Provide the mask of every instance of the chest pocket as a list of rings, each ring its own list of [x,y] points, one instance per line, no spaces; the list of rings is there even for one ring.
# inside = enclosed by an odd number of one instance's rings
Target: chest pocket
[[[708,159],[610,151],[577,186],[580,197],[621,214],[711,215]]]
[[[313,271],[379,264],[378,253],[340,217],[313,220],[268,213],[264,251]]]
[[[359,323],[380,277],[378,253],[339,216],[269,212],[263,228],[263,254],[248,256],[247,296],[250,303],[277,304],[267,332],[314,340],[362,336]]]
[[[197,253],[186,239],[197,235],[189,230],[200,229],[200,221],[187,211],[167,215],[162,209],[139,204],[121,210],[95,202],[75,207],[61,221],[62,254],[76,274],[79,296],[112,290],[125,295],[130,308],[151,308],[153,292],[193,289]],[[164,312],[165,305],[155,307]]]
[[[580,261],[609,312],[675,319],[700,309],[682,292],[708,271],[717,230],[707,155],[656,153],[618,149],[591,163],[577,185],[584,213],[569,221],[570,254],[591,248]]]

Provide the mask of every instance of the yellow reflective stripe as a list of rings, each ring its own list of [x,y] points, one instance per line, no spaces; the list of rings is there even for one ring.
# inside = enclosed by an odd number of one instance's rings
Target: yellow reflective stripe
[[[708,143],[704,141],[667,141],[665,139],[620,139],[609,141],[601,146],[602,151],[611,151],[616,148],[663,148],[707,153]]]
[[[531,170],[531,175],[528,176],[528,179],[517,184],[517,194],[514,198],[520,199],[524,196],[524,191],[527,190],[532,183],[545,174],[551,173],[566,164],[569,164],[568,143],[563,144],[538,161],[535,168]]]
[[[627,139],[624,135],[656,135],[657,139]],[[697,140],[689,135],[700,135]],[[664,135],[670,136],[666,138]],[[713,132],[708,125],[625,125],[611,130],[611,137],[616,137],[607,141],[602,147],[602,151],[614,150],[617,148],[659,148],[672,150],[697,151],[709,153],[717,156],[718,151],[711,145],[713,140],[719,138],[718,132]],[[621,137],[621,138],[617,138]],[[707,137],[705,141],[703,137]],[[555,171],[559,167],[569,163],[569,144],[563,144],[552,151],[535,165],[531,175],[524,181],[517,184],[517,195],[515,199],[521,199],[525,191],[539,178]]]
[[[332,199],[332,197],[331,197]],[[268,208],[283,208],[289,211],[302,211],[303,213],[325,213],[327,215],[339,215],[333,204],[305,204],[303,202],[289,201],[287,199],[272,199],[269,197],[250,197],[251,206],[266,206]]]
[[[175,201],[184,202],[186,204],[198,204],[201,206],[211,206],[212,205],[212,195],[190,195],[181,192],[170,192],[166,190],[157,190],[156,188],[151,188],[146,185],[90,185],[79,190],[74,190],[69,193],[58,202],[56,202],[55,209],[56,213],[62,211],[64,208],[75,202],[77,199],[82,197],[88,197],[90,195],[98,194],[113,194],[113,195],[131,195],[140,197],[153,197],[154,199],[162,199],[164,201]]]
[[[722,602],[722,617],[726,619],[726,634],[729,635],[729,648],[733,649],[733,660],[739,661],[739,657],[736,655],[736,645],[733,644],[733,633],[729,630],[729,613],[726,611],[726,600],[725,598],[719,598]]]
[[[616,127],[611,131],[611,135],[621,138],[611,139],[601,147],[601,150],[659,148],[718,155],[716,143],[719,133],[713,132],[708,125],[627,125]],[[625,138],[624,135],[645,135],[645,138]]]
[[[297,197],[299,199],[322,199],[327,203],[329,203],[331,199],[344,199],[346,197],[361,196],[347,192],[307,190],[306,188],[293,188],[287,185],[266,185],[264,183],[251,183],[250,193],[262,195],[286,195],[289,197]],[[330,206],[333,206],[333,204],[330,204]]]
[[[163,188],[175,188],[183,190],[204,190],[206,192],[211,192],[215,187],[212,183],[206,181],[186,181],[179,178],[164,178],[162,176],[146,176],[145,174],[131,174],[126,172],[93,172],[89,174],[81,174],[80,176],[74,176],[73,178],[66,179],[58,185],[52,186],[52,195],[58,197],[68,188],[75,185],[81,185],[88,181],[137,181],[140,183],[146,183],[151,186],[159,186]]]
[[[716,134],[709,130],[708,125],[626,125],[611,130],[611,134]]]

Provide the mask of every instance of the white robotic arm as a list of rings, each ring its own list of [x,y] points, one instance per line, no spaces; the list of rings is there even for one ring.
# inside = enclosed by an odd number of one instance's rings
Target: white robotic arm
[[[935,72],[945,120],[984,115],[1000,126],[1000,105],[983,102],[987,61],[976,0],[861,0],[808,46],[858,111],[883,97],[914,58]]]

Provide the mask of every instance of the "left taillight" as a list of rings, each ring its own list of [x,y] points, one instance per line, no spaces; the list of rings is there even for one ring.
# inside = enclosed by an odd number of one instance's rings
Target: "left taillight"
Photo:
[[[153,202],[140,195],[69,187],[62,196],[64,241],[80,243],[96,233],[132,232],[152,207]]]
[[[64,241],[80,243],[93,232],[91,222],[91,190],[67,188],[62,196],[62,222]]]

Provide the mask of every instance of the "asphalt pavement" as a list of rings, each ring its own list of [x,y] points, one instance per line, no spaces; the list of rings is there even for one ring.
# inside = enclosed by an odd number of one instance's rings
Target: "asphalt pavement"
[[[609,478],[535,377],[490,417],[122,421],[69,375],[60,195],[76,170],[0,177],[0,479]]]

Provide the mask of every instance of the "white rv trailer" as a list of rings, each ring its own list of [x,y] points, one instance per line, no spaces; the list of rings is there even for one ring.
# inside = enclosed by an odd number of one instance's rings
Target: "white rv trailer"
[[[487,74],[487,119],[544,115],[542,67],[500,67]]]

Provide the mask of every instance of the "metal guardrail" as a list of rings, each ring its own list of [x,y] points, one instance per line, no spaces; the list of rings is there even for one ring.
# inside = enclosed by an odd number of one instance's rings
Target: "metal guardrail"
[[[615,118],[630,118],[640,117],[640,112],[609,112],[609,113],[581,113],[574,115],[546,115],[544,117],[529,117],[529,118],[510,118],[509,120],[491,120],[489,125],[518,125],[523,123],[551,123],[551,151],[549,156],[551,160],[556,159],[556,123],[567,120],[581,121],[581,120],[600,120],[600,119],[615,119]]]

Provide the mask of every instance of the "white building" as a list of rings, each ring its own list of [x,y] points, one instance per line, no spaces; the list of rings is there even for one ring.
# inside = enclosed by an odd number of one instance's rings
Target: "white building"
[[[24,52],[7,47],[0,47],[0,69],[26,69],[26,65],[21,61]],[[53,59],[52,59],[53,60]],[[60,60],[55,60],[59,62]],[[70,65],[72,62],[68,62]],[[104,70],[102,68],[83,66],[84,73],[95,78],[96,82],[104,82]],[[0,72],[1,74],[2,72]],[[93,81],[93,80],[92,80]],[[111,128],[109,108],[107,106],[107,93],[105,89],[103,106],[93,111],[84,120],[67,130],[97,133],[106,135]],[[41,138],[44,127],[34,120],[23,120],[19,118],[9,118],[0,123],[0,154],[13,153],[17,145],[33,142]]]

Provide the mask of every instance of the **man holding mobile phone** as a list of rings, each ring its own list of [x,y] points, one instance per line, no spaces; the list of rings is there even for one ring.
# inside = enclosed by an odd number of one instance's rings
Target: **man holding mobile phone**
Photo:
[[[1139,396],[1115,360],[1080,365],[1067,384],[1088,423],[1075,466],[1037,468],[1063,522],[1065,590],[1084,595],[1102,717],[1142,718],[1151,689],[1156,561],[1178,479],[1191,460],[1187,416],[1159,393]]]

● ● ● ● ●

EXERCISE:
Among the lines of the material, some contain the string "phone". State how many, and nothing more.

YOUR RESPONSE:
2